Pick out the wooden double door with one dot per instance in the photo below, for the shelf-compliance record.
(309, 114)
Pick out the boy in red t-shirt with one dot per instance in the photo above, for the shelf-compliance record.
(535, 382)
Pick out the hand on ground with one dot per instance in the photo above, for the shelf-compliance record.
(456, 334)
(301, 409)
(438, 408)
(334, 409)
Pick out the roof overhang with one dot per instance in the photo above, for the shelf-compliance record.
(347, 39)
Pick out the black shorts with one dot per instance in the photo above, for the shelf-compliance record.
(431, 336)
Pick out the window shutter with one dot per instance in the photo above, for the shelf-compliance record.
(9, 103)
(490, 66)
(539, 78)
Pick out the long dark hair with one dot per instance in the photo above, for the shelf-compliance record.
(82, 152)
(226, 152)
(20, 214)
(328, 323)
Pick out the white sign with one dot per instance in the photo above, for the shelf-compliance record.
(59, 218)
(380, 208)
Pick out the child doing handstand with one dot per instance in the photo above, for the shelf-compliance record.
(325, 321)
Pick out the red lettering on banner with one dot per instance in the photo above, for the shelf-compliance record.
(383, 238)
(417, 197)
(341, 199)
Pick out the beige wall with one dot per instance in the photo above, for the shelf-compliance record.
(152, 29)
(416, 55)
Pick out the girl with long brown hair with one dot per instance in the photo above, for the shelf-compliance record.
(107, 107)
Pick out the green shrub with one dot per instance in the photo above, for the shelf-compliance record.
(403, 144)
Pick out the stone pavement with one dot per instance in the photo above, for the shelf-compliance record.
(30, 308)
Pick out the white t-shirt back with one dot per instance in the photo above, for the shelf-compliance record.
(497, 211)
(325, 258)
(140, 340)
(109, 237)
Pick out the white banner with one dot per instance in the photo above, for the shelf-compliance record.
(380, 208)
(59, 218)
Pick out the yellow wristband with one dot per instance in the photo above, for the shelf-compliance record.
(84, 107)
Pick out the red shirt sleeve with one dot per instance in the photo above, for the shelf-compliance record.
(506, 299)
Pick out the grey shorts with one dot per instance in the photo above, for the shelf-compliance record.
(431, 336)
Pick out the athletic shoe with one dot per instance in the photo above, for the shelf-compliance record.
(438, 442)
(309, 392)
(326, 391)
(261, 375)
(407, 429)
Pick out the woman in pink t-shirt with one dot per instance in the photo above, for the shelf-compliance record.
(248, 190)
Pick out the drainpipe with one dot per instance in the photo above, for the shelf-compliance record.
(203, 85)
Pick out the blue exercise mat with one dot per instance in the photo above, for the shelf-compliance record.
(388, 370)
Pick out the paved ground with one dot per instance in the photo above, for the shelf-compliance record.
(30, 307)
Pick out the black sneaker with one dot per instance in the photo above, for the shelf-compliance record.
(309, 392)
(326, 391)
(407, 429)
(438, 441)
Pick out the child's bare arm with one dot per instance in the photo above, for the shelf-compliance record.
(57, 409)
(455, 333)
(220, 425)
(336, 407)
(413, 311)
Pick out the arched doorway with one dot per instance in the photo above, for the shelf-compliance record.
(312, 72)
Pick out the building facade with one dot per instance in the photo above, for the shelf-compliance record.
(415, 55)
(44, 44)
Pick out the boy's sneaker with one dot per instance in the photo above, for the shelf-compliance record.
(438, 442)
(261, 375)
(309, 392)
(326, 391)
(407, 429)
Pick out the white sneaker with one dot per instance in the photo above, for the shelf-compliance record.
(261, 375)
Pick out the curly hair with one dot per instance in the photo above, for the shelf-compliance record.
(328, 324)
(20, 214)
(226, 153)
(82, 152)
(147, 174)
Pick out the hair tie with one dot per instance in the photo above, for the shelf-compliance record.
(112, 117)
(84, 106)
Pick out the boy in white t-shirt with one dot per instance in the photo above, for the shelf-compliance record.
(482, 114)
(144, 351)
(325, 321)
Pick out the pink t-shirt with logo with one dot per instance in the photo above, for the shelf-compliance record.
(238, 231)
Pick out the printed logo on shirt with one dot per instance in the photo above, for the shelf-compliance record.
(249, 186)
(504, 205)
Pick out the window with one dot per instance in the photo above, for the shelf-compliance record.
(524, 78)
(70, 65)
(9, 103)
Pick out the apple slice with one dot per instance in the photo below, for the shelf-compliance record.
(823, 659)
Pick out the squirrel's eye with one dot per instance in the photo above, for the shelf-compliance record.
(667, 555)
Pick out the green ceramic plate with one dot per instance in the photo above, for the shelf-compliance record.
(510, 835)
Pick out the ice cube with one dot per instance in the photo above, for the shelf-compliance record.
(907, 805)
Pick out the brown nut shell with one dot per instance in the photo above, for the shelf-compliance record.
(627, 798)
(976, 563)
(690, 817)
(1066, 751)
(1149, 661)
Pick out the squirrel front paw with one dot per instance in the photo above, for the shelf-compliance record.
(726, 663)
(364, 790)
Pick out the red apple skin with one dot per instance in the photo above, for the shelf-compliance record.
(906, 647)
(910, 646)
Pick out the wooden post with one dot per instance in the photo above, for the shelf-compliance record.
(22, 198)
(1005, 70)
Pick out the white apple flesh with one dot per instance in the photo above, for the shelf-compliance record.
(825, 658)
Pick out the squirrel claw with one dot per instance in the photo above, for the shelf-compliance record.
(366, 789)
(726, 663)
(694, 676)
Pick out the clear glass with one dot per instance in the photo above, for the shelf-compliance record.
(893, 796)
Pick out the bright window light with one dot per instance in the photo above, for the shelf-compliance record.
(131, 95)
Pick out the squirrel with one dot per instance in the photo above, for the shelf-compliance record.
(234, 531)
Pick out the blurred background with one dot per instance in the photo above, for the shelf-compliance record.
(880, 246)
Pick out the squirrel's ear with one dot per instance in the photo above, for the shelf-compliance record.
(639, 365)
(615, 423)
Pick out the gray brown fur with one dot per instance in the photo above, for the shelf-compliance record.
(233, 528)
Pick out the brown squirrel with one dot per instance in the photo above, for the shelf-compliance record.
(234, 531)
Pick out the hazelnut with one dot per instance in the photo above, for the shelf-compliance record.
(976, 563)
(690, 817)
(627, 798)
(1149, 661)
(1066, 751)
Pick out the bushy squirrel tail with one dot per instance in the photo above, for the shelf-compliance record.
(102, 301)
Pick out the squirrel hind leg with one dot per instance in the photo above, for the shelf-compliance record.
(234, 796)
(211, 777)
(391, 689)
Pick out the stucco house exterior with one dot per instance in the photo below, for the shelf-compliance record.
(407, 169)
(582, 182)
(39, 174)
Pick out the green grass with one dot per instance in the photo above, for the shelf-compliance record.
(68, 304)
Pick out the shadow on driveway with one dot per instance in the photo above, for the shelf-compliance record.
------------------------------------------------
__GIVEN EXERCISE__. Reproduce exactly the lines from the one with "Pick out the hazelnut" through the end of the entries above, both ends included.

__TASK OUTPUT__.
Pick out the hazelnut with one dot per instance in the photo above, for the shelf-compliance record.
(976, 563)
(690, 817)
(627, 798)
(1149, 661)
(1066, 751)
Pick out the bushy squirrel tail with one dot per instance in the photo above, for the shelf-compliance record.
(102, 301)
Pick out the squirrel hind leg with one dot per instance in the photo above, for the shelf-compliance record.
(234, 796)
(211, 777)
(391, 689)
Pick out the stucco house exterior with one dot per instance in the photo below, for the shelf-compliance record.
(407, 169)
(582, 182)
(39, 174)
Pick out the green grass with one dot per instance in the photo above, for the shelf-compliance record.
(68, 304)
Pick out the shadow on driveway with one dot per instance in the photo above, for the shelf-compliance record.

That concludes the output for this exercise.